• What to do
Render the records below, from the line containing "One keypoint belongs to every instance. Tag the brown" through the end of the records, as a Markdown table with the columns Row and Line, where Row numbers each line and Line holds its text. Leave out any blank lines.

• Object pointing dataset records
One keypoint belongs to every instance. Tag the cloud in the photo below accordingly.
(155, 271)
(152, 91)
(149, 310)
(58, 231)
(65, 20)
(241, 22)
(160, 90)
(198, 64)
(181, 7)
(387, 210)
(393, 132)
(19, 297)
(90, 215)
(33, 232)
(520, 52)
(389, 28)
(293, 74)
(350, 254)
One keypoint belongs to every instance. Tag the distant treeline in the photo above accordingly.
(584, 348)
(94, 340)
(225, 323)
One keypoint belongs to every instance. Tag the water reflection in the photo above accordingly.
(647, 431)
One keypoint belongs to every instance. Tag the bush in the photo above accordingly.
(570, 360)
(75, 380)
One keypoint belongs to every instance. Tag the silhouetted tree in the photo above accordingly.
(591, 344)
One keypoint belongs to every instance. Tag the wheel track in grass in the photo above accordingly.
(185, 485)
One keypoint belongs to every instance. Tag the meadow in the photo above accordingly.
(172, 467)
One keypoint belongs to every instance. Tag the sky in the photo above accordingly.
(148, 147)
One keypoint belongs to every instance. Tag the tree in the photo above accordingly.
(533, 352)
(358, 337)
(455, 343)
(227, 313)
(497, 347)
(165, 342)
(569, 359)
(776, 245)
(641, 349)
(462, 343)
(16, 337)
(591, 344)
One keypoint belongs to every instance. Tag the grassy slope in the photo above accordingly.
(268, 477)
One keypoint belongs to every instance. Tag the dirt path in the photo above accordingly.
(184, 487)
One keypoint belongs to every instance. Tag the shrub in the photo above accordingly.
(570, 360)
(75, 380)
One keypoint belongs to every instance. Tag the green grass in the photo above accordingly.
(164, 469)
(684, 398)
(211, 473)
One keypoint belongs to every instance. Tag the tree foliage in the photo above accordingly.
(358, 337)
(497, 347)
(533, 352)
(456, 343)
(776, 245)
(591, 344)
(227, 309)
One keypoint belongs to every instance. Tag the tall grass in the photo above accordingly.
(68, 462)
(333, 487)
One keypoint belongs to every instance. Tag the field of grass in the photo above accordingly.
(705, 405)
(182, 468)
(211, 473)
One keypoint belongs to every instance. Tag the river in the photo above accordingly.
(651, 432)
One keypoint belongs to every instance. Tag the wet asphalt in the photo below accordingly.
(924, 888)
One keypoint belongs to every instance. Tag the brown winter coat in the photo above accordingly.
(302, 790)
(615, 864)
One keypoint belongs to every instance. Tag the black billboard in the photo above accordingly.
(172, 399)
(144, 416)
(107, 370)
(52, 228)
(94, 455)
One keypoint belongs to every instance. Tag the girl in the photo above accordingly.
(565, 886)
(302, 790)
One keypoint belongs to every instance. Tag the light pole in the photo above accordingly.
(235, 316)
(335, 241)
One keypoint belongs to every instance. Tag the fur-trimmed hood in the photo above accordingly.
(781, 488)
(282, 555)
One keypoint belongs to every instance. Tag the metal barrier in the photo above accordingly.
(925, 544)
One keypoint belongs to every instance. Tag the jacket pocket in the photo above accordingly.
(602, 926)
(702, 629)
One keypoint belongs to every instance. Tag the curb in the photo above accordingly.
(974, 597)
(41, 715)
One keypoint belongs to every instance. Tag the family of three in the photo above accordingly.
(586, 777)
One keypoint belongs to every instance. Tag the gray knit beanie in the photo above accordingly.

• Complete answer
| Row | Line |
|---|---|
| 1 | One keypoint belongs to every instance. Tag the brown winter coat in the photo above accordingly. |
| 2 | (302, 790) |
| 3 | (615, 864) |
| 4 | One keypoint belongs to every instance. Tag the black billboard in the photo above accordingly. |
| 5 | (172, 399) |
| 6 | (144, 416) |
| 7 | (107, 370) |
| 8 | (52, 228) |
| 9 | (94, 455) |
| 10 | One keypoint belongs to every instance. Tag the girl in the photo above accordingly. |
| 11 | (565, 886) |
| 12 | (302, 790) |
| 13 | One keypoint belongs to every instance. Tag the light pole in the photo above accordingly. |
| 14 | (235, 316) |
| 15 | (335, 241) |
| 16 | One keypoint belongs to every instance. Tag the fur-trimmed hood in the photo above accordingly. |
| 17 | (781, 488) |
| 18 | (282, 555) |
| 19 | One keypoint belongs to every instance. Tag the metal barrier in the photo above accordingly. |
| 20 | (925, 544) |
| 21 | One keypoint belongs to every instance. Tag the jacket pocket in the photo above accordingly. |
| 22 | (602, 926) |
| 23 | (702, 629) |
| 24 | One keypoint belongs to every instance. Tag the curb in the photo above accordingly. |
| 25 | (974, 597) |
| 26 | (41, 715) |
| 27 | One keypoint belongs to every instance. Tag the family of three in the photo above accordingly. |
| 28 | (586, 777) |
| 29 | One keypoint belongs to every instance. Tag the gray knit beanie in the photo above accordingly. |